## TEXT SEGMENT
________________

What to know about satellite internet before you sign up
Pros and Cons of Satellite Internet Service
It’s easy to get caught up in the recent buzz about SpaceX’s Starlink and take a flying leap for the latest and greatest internet plan. But before you take that leap, let’s take a look at the pros and cons of satellite internet service so you can make the best choice for your situation.
At a glance: pros and cons of satellite internet
Best satellite internet providers
Benefits of satellite internet
Satellite service is good for people who live in rural areas and in places where traditional telecom infrastructure—like cable, fiber, or phone wiring—isn’t in place.
Satellite internet service probably won’t ever be the first choice for people in cities, since faster and cheaper internet is available to people in urban areas. But for people who live in the outer suburbs, small towns, developing nations, and rural areas, satellite internet connects them to the world when nothing else can.
Satellite internet availability
The biggest edge satellite internet has over other types of internet is availability. Once new LEO satellite systems like Starlink and OneWeb are put in place orbiting the Earth, customers will be able to access satellite services all around the world, even in out of the way places where internet service isn’t otherwise available.
Currently, over 40% of the world’s population doesn’t have access to the internet.1 But building out cable infrastructure to every home in the world would cost billions and billions of dollars. US Teleom estimates that laying fiber optic cable costs approximately $27,000 per mile.2 Satellite internet connectivity is less expensive than laying millions of miles of fiber optic cable, and it’s ideally suited for delivering internet access to rural and hard to reach areas.
Many types of internet service piggyback on existing infrastructure to reach customers (such as phone lines or cable TV cables). If you have this type of infrastructure connecting you to telecom providers, great! Nine times out of ten, we recommend you go with fiber, DSL, cable, or any other type of high-speed internet over satellite internet.
But for people who can’t get other types of internet service, we recommend you check into satellite internet. All you need is a small satellite dish on your home and a satellite modem and you can connect to the internet from almost anywhere.
You can find out what satellite internet plans are available in your area by typing in your zip code below.
Disadvantages of satellite internet
But let’s get real for a minute—satellite internet isn’t all roses and chocolate cake. There are some real frustrations with satellite service. Latency and data restrictions are the biggest disadvantages to satellite internet. These issues vary by provider since new technology is solving many of the long-standing problems with satellite service.
Satellite internet latency
Some of the disadvantages of satellite internet stem from the long distance that data travels between your home’s satellite dish, satellites orbiting the Earth, and land-based servers. When big distances are involved, even data traveling at lightspeed will take an extra second or so. This delay between when you request data (by clicking on a webpage address) and when the data is displayed on your computer is known as latency.
Latency is higher the further away the satellites are—so high-Earth orbit satellite systems (such as HughesNet and Viasat) have much higher latency than low-Earth orbit satellites (like Starlink). For activities like video streaming, you won’t notice problems with latency because chunks of data are preloaded to provide a smooth viewing experience. But if you’re trying to play a fast paced video game, you’ll experience so much latency that you won’t be able to compete against other players.
Satellite internet data restrictions
Data restrictions are another complaint among satellite internet customers and account for most of the slowed speeds. Most satellite companies restrict your data usage to a relatively small amount—between 10 GB and 150 GB per month. If you go over this amount, you either have to pay more for additional data or cope with drastically reduced speeds.

________________

## DATASET EXCERPTS
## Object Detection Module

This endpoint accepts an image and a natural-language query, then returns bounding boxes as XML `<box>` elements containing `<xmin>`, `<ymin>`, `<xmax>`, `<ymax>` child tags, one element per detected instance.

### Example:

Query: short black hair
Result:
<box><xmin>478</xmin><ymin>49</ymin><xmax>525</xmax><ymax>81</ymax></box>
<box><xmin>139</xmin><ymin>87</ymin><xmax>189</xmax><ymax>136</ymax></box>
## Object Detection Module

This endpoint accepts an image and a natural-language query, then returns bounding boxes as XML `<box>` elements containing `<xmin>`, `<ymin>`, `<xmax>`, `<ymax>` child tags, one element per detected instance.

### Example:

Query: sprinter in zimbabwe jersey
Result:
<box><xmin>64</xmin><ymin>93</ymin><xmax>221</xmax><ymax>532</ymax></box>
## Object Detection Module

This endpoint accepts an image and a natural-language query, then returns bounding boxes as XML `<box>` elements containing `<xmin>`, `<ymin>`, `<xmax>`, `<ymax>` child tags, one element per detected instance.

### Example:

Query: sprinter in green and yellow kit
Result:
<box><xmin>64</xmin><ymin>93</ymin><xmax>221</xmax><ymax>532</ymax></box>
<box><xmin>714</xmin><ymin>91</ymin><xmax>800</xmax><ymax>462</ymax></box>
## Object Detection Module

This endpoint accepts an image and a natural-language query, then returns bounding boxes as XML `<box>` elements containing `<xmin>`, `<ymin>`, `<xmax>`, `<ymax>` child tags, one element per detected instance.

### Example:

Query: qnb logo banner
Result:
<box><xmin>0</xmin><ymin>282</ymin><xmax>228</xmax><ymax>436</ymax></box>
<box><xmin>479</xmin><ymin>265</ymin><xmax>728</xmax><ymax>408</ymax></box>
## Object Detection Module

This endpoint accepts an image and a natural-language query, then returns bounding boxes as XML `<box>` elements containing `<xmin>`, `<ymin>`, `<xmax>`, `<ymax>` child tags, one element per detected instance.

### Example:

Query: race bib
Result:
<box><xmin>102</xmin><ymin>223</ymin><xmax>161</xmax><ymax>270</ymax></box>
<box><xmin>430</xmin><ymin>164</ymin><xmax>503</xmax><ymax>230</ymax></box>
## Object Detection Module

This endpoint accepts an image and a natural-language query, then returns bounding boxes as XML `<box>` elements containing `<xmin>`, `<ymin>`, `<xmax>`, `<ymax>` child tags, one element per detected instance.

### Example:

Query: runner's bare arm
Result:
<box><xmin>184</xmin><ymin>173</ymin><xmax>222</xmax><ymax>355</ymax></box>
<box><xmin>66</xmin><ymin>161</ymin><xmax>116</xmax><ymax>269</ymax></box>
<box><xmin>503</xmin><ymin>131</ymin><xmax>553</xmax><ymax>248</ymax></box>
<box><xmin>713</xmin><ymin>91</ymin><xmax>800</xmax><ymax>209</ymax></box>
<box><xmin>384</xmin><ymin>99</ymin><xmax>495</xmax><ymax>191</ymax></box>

________________

## GOALS
- 1) In the satellite internet article, what range of monthly data usage do most satellite companies restrict customers to?
- 2) Resume the satellite internet article from its last sentence.
The material above isn't needed here.

## TASK ANSWERS
- 1) Between 10 GB and 150 GB per month.

- 2)
And if you’re wondering how much data you’ll need, bear in mind that the average American household uses over 400 GB of data per month. That’s more than double the data you can get on even the highest priced satellite plan from many providers—which accounts for a lot of frustration among satellite users.3 All satellite plans have data restrictions except for new LEO satellite internet. Starlink’s beta program currently does not have a data restriction, and we sure hope it stays that way.
Comparing rural internet providers
People in rural areas often have up to four types of internet access in their area: satellite internet, DSL internet (which is delivered via phone lines), fixed wireless internet (which is broadcasted from towers), and 4G LTE home internet service (which takes a cell phone data connection and turns it into a home internet connection).
Satellite internet vs. other internet types
Internet connection type
LTE home internet
Fixed wireless internet
Up to 100 Mbps
Up to 50 Mbps
40–300 GB/mo, then reduced speeds, or unlimited data at full speed (Starlink only)
400 GB/mo. and up
Data as of 1/8/2021. Offers and availability may vary by location and are subject to change.
Satellite internet speeds vary by provider but are faster than dial-up internet and some other types of internet in rural areas.
Satellite internet service isn’t as fast as fiber or cable internet service, which can top 1,000 Mbps, but it isn’t designed to compete with services that are available in urban areas. The strength of satellite internet is in its wide availability outside of city centers. Satellite service is designed to deliver connection download speeds of 25 to 140 Mbps to people who may otherwise have to settle for dial-up speeds of less than 1 Mbps. Satellite internet offers ample speeds for video streaming, remote working, and conferencing, but it may not be fast enough for some types of video gaming.
The final take
So, who is satellite internet is good for? Satellite internet is a good option for people and businesses in small towns and rural areas who don’t have access to speedier internet options like fiber and cable. Satellite internet allows people to live in the countryside and enjoy the benefits of fast internet, including remote working and schooling and staying connected to friends, entertainment, and news.
The only caution we have to prospective satellite customers is to make sure that you’ve considered other options in your area. While new satellite technology and low-Earth orbit satellite systems are transforming the satellite sphere, that doesn’t mean that satellite service is best for everyone.
Satellite internet plan availability varies by location. Some areas offer faster speeds than others, depending on your proximity to satellites and geographical features.
Discover which satellite internet plans are available in your area.
If you live in a rural area with cell phone service, 4G LTE home internet might be an option, which may give you more data every month. Fixed wireless and DSL might also be good options. To find out more about rural internet options in your area, check out, “Best High-Speed Internet Options for Rural Areas in 2021.”
FAQ about the pros and cons of satellite internet
What are the disadvantages of satellite internet service?
Data restrictions are generally the biggest disadvantage of satellite service—although props to companies like Starlink that offer unlimited data. Most satellite companies limit the amount of full-speed data you can get each month. What that means for most customers is that they have good service for part of the month and then really slow service for the rest of the month. Price is sometimes a disadvantage to satellite broadband also, particularly when you look at how much you pay for each GB of data.
Is satellite internet slow?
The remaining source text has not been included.